● **Problems**:
1/ In the article on climate wayfinding, retype the stretch from "Your Best Antenna" through "May 1, 2026.".
2/ Answer these questions from the article on climate wayfinding:
(a) On what date was the article originally published on Forbes.com?
(b) Which astronaut said, "You don't see borders, you don't see religious lines, you don't see political boundaries"?
(c) In what forest did Katharine Wilkinson come upon the clear-cut ridge?

● **Selected text**:

•••

Your Best Antenna For Wayfinding In Climate And Other Disasters
We’re equipped with antennas that can sense the whole picture, find our way within it and enact what is exactly ours to do—our purpose—at full strength. But it takes practice to hone our most reliable antenna and it’s not where you think. Credit: Casiana Malaia
By Ginny Whitelaw
Originally published on Forbes.com on May 1, 2026.
The returning Artemis II astronauts offered up rich examples of what has been called The Overview Effect—seeing the earth from space. “You don’t see borders, you don’t see religious lines, you don’t see political boundaries,” as Christina Koch put it. “All you see is Earth and you see that we are way more alike than we are different.” In Jeremy Hansen’s words: “We live on a fragile planet in the vacuum and the void of space…And our purpose on the planet as humans is to find joy, to find the joy in lifting each other up, by creating solutions together instead of destroying.” Victor Glover spoke to bringing that experience home. “You come back to sea level, and then you have a choice. Are you going to try to live your life a little differently? Are you going to really choose to be a member of this community of Earth?”
The Apollo-era images of the earth from space gave a taste of the Overview Effect to non-astronauts and are often credited as being one of the wake-up calls for the environmental movement. Katharine Wilkinson, bestselling contributor to Drawdown, the All We Can Save anthology and her latest book, Climate Wayfinding, had an earth-bound wake-up call. While attending camp as a high school sophomore, she came upon a ridge in the Pisgah Forest of North Carolina, completely denuded, clear cut to the ground, breaking her heart in layers of tragedy. She wrote three lines in her journal that would shape her adult life into what Time Magazine would later recognize as one the 15 women changing the world around climate: “Want to help the world. Be connected with the Earth. Change the way I live.”

•••

(A block of data)
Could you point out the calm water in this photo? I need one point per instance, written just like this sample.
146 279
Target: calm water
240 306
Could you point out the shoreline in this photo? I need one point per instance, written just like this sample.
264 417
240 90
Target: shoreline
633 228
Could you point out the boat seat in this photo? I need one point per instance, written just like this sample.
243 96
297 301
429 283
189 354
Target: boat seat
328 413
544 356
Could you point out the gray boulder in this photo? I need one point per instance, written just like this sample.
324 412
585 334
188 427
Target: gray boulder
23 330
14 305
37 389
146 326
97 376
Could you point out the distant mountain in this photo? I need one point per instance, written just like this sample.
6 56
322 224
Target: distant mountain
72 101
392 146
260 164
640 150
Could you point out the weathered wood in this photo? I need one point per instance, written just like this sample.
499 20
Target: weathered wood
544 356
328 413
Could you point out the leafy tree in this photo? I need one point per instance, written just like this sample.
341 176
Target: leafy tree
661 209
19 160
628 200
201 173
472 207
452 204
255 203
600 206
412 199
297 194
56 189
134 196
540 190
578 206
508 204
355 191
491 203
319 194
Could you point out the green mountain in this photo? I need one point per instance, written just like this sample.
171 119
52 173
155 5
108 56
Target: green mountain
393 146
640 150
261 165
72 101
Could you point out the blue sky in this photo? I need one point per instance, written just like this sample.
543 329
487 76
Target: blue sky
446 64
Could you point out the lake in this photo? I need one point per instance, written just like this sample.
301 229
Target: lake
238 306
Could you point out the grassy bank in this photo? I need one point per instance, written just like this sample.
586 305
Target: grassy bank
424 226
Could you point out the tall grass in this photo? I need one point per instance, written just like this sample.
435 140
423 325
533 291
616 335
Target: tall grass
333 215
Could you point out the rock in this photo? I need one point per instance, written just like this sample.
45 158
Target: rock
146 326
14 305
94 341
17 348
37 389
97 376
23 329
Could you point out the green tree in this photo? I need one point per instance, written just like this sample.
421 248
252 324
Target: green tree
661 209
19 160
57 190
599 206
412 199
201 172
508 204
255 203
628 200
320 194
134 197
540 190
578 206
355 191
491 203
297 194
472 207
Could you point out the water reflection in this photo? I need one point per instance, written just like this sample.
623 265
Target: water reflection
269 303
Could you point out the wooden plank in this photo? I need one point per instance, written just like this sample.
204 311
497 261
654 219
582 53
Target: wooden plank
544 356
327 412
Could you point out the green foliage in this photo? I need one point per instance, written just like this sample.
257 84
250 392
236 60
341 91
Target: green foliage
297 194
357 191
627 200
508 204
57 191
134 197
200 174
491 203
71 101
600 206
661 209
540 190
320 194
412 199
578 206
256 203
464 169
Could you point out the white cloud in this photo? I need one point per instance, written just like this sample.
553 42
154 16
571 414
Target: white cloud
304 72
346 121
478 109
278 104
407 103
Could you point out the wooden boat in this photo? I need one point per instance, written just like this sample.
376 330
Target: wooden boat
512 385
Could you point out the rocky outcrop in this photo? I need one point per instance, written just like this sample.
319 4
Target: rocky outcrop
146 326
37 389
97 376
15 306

•••

● **Solutions below**:
1/
Your Best Antenna For Wayfinding In Climate And Other Disasters
We’re equipped with antennas that can sense the whole picture, find our way within it and enact what is exactly ours to do—our purpose—at full strength. But it takes practice to hone our most reliable antenna and it’s not where you think. Credit: Casiana Malaia
By Ginny Whitelaw
Originally published on Forbes.com on May 1, 2026.

2/
(a) May 1, 2026
(b) Christina Koch
(c) The Pisgah Forest of North Carolina